REQUIRED WORK: Format the lines below as a Markdown table with two columns, Row and Line, where Row numbers each line. Start with the line containing "target: street lamp post", continue through the end of the lines, and leave out blank lines and pictures.

DATA ENTRIES:

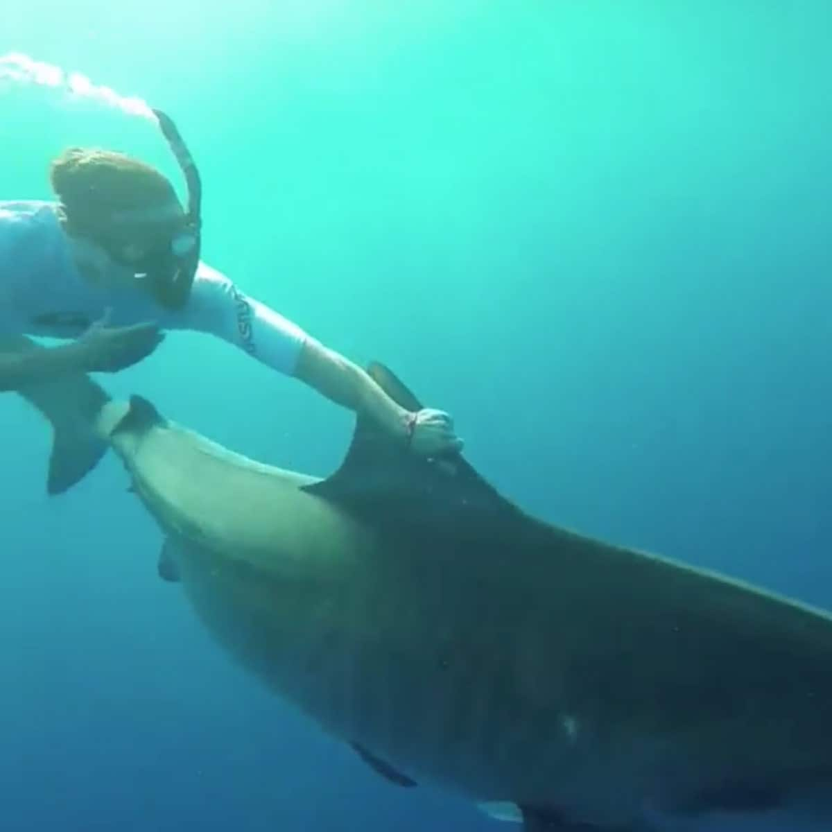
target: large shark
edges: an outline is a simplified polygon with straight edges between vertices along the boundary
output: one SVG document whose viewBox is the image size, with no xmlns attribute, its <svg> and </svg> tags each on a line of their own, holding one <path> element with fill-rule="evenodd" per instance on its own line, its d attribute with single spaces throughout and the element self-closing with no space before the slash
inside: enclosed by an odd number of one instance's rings
<svg viewBox="0 0 832 832">
<path fill-rule="evenodd" d="M 832 829 L 825 613 L 536 519 L 362 419 L 320 479 L 87 389 L 166 540 L 160 574 L 391 783 L 525 832 Z"/>
</svg>

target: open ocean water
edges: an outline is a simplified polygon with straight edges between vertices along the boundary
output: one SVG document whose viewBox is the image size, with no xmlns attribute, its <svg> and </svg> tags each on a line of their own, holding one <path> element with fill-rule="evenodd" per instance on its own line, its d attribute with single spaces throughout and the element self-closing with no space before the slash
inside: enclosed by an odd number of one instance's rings
<svg viewBox="0 0 832 832">
<path fill-rule="evenodd" d="M 27 0 L 0 54 L 170 112 L 203 258 L 449 410 L 522 507 L 830 608 L 830 31 L 828 0 Z M 179 184 L 104 98 L 0 77 L 0 198 L 72 144 Z M 318 474 L 352 429 L 197 334 L 102 380 Z M 514 828 L 230 661 L 111 454 L 48 498 L 45 423 L 6 394 L 0 427 L 2 832 Z"/>
</svg>

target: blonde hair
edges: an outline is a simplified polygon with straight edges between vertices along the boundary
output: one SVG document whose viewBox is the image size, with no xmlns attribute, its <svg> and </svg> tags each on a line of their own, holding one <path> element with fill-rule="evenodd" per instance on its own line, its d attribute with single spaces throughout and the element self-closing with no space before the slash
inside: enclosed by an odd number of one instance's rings
<svg viewBox="0 0 832 832">
<path fill-rule="evenodd" d="M 159 171 L 123 153 L 70 147 L 49 167 L 52 191 L 61 201 L 71 234 L 107 240 L 123 236 L 114 227 L 118 211 L 178 204 L 173 186 Z M 165 233 L 158 225 L 156 232 Z"/>
</svg>

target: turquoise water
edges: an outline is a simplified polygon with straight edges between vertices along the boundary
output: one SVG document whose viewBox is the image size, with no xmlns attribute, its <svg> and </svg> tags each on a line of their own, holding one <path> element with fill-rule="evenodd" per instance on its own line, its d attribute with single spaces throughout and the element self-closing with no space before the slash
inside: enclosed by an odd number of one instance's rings
<svg viewBox="0 0 832 832">
<path fill-rule="evenodd" d="M 832 607 L 829 3 L 3 15 L 0 53 L 171 112 L 205 181 L 205 259 L 450 410 L 525 508 Z M 141 118 L 0 90 L 0 198 L 48 197 L 67 144 L 176 176 Z M 352 427 L 196 334 L 106 384 L 315 473 Z M 50 500 L 43 424 L 13 397 L 0 424 L 3 830 L 504 828 L 299 722 L 158 581 L 112 458 Z"/>
</svg>

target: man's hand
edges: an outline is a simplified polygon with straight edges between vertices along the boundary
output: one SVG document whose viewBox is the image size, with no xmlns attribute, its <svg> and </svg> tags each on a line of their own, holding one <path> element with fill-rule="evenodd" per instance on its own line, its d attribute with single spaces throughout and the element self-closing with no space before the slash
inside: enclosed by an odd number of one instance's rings
<svg viewBox="0 0 832 832">
<path fill-rule="evenodd" d="M 105 316 L 76 342 L 80 369 L 88 373 L 117 373 L 146 359 L 164 338 L 156 324 L 108 327 Z"/>
<path fill-rule="evenodd" d="M 453 419 L 443 410 L 424 408 L 409 415 L 410 449 L 422 457 L 458 453 L 464 446 L 453 431 Z"/>
</svg>

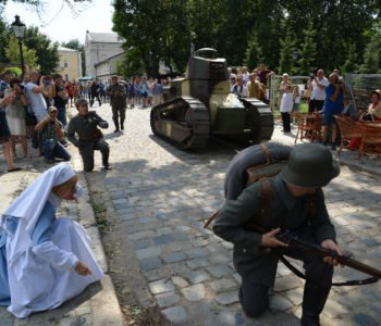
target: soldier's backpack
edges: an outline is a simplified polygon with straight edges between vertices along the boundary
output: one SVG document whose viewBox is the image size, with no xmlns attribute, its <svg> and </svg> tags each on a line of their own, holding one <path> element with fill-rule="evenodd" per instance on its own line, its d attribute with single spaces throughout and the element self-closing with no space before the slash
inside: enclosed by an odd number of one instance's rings
<svg viewBox="0 0 381 326">
<path fill-rule="evenodd" d="M 250 146 L 237 153 L 228 166 L 224 180 L 226 200 L 235 200 L 250 184 L 261 184 L 261 209 L 263 214 L 271 199 L 269 177 L 275 176 L 286 164 L 292 147 L 276 142 L 263 142 Z M 204 227 L 208 227 L 218 212 L 209 217 Z"/>
</svg>

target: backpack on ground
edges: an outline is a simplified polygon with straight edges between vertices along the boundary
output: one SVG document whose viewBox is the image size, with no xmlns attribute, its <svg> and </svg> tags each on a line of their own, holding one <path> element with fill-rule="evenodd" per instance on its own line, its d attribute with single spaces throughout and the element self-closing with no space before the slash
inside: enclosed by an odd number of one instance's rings
<svg viewBox="0 0 381 326">
<path fill-rule="evenodd" d="M 275 176 L 286 164 L 292 147 L 276 142 L 263 142 L 250 146 L 237 153 L 228 166 L 224 193 L 226 200 L 235 200 L 250 184 L 260 181 L 262 188 L 263 213 L 270 203 L 271 186 L 268 178 Z M 207 228 L 219 211 L 212 214 L 205 224 Z"/>
</svg>

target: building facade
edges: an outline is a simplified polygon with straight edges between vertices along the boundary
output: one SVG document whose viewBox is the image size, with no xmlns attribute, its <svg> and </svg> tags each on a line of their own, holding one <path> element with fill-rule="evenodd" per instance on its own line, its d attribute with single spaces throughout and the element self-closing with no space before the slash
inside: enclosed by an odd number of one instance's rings
<svg viewBox="0 0 381 326">
<path fill-rule="evenodd" d="M 97 63 L 95 65 L 97 79 L 107 82 L 112 75 L 118 75 L 118 64 L 123 61 L 124 55 L 122 52 Z"/>
<path fill-rule="evenodd" d="M 58 48 L 60 65 L 57 72 L 64 80 L 73 80 L 82 77 L 82 52 L 63 47 Z"/>
<path fill-rule="evenodd" d="M 86 75 L 96 77 L 96 65 L 123 52 L 123 38 L 116 33 L 86 33 Z"/>
</svg>

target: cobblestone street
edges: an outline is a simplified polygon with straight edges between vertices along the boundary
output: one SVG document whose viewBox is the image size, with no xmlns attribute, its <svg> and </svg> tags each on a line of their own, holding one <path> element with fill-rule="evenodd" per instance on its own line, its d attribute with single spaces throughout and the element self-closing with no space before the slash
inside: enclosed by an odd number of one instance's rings
<svg viewBox="0 0 381 326">
<path fill-rule="evenodd" d="M 177 150 L 152 135 L 149 109 L 127 109 L 124 133 L 113 134 L 109 105 L 94 109 L 110 123 L 106 139 L 112 166 L 96 187 L 112 201 L 121 222 L 119 231 L 128 244 L 120 250 L 133 249 L 128 263 L 143 277 L 136 287 L 131 280 L 131 288 L 140 304 L 158 305 L 180 325 L 299 325 L 303 281 L 280 264 L 271 311 L 247 318 L 237 302 L 232 246 L 202 228 L 223 203 L 224 173 L 236 151 L 217 142 L 198 151 Z M 273 140 L 293 143 L 279 129 Z M 96 161 L 99 168 L 98 153 Z M 88 184 L 97 174 L 86 175 Z M 342 166 L 324 192 L 340 244 L 381 268 L 380 178 Z M 348 267 L 335 272 L 336 280 L 362 276 Z M 380 325 L 380 283 L 334 288 L 322 325 Z"/>
</svg>

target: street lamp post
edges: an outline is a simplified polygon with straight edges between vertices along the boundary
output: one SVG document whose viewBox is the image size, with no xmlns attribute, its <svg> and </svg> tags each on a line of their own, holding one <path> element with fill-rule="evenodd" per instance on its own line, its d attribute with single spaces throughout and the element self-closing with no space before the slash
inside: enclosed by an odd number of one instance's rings
<svg viewBox="0 0 381 326">
<path fill-rule="evenodd" d="M 20 21 L 20 16 L 14 16 L 15 21 L 11 24 L 12 30 L 16 38 L 19 38 L 19 47 L 20 47 L 20 60 L 21 60 L 21 71 L 23 73 L 23 76 L 25 74 L 25 66 L 24 66 L 24 55 L 23 55 L 23 42 L 22 39 L 25 35 L 25 24 L 23 24 Z"/>
</svg>

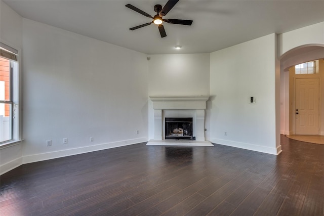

CORRECT ANSWER:
| Row | Line |
|---|---|
| 1 | target: street lamp post |
| 2 | edges: an outline is a simplified polygon with straight edges between vertices along the boundary |
| 3 | output: one SVG document whose viewBox is the image size, with no xmlns attribute, its <svg> and </svg> tags each on a line of their own, holding one <path> element with fill-rule="evenodd" per instance on its own line, its d attribute with single spaces throughout and the element self-closing with no space before the slash |
| 4 | inside: enclosed by an odd number of one instance's rings |
| 5 | <svg viewBox="0 0 381 326"> |
| 6 | <path fill-rule="evenodd" d="M 20 21 L 20 16 L 14 16 L 15 21 L 11 24 L 12 30 L 16 38 L 19 38 L 19 47 L 20 47 L 20 60 L 21 60 L 21 71 L 23 73 L 23 76 L 25 74 L 25 66 L 24 66 L 24 55 L 23 55 L 23 42 L 22 39 L 25 35 L 25 24 L 23 24 Z"/> |
| 7 | </svg> |